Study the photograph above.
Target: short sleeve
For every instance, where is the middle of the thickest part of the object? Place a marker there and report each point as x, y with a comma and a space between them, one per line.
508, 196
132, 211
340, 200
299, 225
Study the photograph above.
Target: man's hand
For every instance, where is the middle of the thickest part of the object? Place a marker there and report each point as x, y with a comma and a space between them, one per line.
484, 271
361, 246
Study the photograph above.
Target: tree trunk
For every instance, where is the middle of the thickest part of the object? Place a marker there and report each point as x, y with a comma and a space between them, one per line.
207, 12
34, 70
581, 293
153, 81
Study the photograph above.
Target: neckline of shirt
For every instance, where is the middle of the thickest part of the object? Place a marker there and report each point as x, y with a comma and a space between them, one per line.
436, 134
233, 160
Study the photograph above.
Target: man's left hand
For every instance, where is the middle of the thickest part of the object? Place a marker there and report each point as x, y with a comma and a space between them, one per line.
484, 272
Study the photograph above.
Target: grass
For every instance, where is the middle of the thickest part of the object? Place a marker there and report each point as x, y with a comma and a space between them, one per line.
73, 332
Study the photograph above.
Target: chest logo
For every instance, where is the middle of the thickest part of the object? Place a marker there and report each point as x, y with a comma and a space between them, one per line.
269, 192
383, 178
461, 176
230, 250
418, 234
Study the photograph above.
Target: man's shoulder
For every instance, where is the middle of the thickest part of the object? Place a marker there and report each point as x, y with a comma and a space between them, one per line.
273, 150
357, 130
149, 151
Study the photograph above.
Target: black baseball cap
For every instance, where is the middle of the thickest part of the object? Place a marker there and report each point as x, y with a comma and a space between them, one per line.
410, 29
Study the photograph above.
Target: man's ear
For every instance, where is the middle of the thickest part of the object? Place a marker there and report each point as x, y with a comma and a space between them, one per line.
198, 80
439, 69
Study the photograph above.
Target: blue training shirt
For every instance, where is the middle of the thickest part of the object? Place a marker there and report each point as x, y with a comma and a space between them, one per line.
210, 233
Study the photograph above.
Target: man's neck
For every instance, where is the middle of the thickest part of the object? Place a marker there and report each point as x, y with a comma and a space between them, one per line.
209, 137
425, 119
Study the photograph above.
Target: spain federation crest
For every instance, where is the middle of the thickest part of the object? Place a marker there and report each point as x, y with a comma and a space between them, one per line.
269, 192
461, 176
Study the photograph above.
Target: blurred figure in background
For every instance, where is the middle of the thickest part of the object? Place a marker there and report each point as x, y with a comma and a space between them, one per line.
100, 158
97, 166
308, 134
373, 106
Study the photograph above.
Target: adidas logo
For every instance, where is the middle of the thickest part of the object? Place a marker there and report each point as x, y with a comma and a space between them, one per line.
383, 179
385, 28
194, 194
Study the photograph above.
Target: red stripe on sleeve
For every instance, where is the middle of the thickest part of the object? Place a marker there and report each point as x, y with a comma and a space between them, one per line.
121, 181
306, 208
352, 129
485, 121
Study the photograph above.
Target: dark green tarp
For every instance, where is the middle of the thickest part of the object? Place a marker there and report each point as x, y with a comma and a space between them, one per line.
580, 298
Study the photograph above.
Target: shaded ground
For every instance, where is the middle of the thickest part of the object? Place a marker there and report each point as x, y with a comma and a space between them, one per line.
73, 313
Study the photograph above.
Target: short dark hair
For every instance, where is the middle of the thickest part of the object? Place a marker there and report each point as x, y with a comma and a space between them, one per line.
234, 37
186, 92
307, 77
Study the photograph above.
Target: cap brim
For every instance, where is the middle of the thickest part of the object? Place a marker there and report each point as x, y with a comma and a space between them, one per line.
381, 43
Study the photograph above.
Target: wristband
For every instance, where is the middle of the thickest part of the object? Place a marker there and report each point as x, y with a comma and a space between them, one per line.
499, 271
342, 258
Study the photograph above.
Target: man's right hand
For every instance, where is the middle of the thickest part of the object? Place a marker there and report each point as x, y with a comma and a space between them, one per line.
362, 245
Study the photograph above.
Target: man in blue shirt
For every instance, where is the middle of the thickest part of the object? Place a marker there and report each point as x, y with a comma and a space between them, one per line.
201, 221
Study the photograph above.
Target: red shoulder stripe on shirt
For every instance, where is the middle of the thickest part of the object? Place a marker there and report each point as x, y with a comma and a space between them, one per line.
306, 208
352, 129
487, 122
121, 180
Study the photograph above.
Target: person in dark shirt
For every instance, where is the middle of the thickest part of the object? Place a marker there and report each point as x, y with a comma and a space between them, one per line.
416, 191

• **Exercise**: Return all of the data precisely as it appears.

• **Response**:
Study the photograph above.
Target: short sleeve
For every instance, where is the middle of the thickest part of the object? Place a marker there and report each point as x, y with a comma and a space between them, one per line.
508, 196
132, 211
340, 200
299, 225
Study the photograph above.
Target: man's hand
For every instance, where is the middle of the thickest part of the object? Place a marker there and report each point as x, y with a comma and a space between them, one per line.
484, 271
361, 246
Study the photograph above.
Target: tree trunk
For every instance, where is the middle of the thickest part of the object? Place a marker there and report each point as x, y with a comma and a space between them, one per line.
207, 12
34, 70
581, 293
153, 81
Study the photograph above.
Target: neckline of shirt
For every instance, where is the middle of the thickest part of the object? Place a marker there and report each point as x, y with a comma and a space between them, one per line.
436, 134
233, 160
Study the photograph above.
Target: man's left hand
For every instance, where is the middle of the thickest part of the object? Place a marker there and report each point as x, y with a comma and a space between them, one per line.
484, 272
Study the photograph above.
Target: grass
For every instance, where is the middle of the thickest part of the object? Place a marker there and report each point as x, y with a comma and a space between them, one per line.
73, 332
Study the photograph above.
Target: chest logo
For every instance, where is the middle of the thickest part of the object? Place a marker there and report each point as x, y with a comma and a space between them, one per line.
269, 192
383, 178
461, 176
230, 250
418, 234
Study the photograph above.
Target: man's shoulder
For every instance, where is the middle of the thickest part of the object? Place a marker there and report each point as x, y with a comma and a space between them, one per line.
273, 150
357, 130
149, 151
Study the photograph above.
Target: black baseball cap
For every instance, where is the middle of the thickest part of the object? Place a marker there and report each point as x, y with a comma and a space between them, one per line.
410, 29
Study the photograph above.
Target: man's ear
For every instance, where is the middle of the thickest part of the object? Place a marker there and report each point as x, y with a comma and a space between them, one per line.
198, 80
439, 69
Study the photograph above.
Target: blue training shirt
For every instance, where is the middle of the thickest part of the object? Place a marker there and report each point as x, y with a comma and a space between them, one per line.
210, 233
Study the photograph above.
Target: man's neck
For every instance, where is the middle of the thickest part of the object? Place a marker there and report each point as x, y with a comma and a space between them, one per line.
209, 137
425, 119
Study the photograph above.
Target: spain federation crest
For every instance, where is the middle of the thickest part of the object? Place a marker there and report each point as x, y with a comma and a space between them, one per line.
269, 192
461, 176
Study the photograph above.
Target: blurred figure in background
For every instance, where is the middle of the thickest part of the object? Place a marker there and report each point as x, y with a comma and a space between them, one per line.
100, 158
97, 166
308, 134
373, 106
Study the photograph above.
Target: adidas logo
For every instance, where is the middle of the thickest part of the object? Place a marker there and report each point as x, y with a comma and a space between them, one per line.
383, 179
385, 28
194, 194
Study the photograph above.
Target: red stripe on sleeve
For every instance, where is the middle of the thickest part of the object? Place a marker there and report each point as x, y with a comma and a space between them, one per line.
121, 181
306, 208
352, 129
485, 121
Study the photograph above.
Target: dark green tarp
For every instance, where is the middle of the thickest part of the object? Place a marker there and report each point as x, y with a comma and a space between them, one per line.
580, 298
Study the photograph above.
Target: shaded ground
For every instance, where is the middle of the thickest part of the object? Place a marker there and report each point as x, y with a comma and a space between them, one per line.
73, 313
Study the photograph above.
Target: short dark hair
For every instance, where is the middle of the thickest part of the object? Place a marker there and report each point as x, y with a comma and a space between them, one per line.
234, 37
186, 92
307, 77
Study the photograph above.
Target: cap brim
For every instance, where is the middle of the thickest part of the object? Place a marker there and report each point as x, y with a comma and a space between them, one per line.
381, 43
Study the photograph above.
Target: wristband
For every instance, where is the middle of the thickest part of the object? Place a marker there and report each point as x, y with a comma and a space between them, one per line.
499, 271
342, 258
Study the photograph above.
Target: man's right hand
For every instance, where is the middle of the thickest part of the object? Place a marker there and report each point as x, y with a comma and a space between them, one per line.
362, 245
Study the photograph above.
Target: man in blue shirt
For every instance, where is the middle of the thickest part of the object? Place a marker there and report each point as x, y with a comma and a space between them, one per line.
201, 221
Study the photograph above.
Target: red shoulder stripe on shirt
For every instance, where is the middle of the thickest part of the object? Place a marker there and report each point as x, y with a comma and a space between them, one per line.
306, 208
352, 129
487, 122
121, 180
Study the photograph above.
Target: person in dark shirt
For every instance, where is the middle of the thickest part of the object? Place a marker there and report each point as x, y with a comma and a space between them, one per line.
416, 191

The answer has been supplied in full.